• **YOUR OBJECTIVE**: Rewrite the stretch from the line containing "any bird that" through the line containing "[515,313,618,409]", with "sandy ground" replaced by "loose sand" and nothing else changed.

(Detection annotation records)
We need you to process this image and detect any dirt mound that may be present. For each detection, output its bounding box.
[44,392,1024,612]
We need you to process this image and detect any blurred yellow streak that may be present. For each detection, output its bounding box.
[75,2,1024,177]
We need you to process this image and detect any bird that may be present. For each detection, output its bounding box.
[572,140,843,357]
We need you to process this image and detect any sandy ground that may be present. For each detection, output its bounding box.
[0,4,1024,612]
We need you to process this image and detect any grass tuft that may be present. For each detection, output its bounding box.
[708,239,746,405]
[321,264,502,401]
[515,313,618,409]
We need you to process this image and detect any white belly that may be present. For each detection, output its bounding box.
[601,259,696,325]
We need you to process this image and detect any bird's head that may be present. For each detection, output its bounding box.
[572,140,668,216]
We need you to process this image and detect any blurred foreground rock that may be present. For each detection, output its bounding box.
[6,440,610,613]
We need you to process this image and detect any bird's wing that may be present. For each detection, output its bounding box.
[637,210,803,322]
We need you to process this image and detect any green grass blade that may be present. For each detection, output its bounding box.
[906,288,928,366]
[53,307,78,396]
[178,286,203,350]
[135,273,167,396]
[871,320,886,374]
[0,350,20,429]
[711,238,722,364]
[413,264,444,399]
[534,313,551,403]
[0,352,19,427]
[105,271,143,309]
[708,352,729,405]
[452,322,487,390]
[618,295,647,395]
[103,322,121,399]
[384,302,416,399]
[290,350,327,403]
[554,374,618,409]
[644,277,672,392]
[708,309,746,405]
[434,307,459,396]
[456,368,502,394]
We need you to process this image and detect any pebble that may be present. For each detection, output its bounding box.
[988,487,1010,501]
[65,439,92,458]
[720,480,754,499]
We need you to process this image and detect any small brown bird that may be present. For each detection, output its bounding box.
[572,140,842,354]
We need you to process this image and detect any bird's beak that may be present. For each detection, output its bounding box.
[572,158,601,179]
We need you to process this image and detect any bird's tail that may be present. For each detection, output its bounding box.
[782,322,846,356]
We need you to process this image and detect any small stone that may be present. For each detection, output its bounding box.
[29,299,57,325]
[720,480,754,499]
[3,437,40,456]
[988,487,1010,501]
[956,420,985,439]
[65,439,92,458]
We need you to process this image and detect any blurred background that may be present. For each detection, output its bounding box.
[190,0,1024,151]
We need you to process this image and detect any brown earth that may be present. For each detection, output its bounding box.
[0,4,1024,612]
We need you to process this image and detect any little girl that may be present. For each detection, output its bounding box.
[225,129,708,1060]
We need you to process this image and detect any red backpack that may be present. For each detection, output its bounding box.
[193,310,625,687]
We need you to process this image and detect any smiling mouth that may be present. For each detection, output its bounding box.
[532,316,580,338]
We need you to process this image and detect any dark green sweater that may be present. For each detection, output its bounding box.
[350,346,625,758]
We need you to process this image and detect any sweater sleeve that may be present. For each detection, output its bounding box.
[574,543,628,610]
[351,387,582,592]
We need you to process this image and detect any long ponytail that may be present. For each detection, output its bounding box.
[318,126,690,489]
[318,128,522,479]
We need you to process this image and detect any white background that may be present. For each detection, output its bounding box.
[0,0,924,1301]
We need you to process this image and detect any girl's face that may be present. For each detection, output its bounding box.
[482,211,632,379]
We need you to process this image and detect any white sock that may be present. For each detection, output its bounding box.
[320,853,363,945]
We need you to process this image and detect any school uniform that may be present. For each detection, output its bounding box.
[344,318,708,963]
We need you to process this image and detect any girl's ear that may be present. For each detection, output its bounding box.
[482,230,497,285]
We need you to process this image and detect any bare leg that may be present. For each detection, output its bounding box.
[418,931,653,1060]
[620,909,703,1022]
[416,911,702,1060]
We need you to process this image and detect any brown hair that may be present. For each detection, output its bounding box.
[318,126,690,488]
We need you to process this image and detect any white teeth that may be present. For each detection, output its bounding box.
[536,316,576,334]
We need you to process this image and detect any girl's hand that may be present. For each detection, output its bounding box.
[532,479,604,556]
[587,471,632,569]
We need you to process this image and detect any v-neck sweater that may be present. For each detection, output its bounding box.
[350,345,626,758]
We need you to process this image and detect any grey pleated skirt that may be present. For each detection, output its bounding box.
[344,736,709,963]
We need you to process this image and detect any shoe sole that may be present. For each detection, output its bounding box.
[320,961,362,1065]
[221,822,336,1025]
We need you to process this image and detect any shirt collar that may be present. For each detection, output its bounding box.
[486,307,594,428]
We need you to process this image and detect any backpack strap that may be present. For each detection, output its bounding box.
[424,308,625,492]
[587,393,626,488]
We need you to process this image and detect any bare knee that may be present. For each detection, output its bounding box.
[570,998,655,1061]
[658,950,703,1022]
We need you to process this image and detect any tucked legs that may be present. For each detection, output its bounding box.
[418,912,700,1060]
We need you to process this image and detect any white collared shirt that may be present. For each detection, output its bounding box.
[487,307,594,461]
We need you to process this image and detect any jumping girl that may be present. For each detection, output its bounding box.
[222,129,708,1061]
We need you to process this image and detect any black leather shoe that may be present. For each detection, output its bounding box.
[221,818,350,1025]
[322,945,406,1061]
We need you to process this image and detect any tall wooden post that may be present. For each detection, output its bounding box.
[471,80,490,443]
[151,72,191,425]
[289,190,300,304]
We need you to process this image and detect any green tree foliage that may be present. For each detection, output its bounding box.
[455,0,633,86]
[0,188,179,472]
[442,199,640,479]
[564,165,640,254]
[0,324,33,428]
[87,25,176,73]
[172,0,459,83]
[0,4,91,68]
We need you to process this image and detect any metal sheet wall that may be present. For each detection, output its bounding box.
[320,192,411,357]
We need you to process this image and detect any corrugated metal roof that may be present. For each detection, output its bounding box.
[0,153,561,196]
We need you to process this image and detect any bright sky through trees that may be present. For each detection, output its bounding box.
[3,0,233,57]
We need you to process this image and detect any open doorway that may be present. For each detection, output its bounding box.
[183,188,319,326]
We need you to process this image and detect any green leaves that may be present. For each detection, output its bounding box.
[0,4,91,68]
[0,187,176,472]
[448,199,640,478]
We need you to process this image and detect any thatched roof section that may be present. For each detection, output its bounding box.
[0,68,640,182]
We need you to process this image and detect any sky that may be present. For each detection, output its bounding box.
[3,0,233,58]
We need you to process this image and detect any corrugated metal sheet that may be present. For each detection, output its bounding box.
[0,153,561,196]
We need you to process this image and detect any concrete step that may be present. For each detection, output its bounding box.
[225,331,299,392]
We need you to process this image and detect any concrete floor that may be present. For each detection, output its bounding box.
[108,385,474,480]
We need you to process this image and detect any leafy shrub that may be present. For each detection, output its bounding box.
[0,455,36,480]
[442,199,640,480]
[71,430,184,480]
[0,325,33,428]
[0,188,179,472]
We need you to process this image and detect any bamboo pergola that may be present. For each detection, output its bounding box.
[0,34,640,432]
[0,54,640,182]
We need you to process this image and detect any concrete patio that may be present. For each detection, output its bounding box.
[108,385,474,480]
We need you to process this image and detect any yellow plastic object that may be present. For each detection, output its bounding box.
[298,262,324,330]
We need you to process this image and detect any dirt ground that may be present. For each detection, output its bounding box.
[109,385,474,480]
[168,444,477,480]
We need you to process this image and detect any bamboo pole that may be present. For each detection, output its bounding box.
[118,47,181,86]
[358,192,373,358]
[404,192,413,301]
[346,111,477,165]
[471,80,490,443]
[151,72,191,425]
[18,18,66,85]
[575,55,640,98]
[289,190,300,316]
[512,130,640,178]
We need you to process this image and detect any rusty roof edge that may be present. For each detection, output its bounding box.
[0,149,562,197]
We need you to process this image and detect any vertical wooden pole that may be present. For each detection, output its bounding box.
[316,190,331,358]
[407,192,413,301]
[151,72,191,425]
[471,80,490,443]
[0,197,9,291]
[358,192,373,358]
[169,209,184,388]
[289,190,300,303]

• **CORRECT ANSWER**:
We need you to process this image and detect any bird that may be present. For each detection, output its bounding box.
[572,140,843,357]
We need you to process this image and detect any loose sand that may be present. For each detection, output its bounding box.
[0,4,1024,612]
We need you to process this image and detect any grass tuft that may be present. For each detection, output its bounding box.
[708,239,746,405]
[321,264,502,401]
[515,313,618,409]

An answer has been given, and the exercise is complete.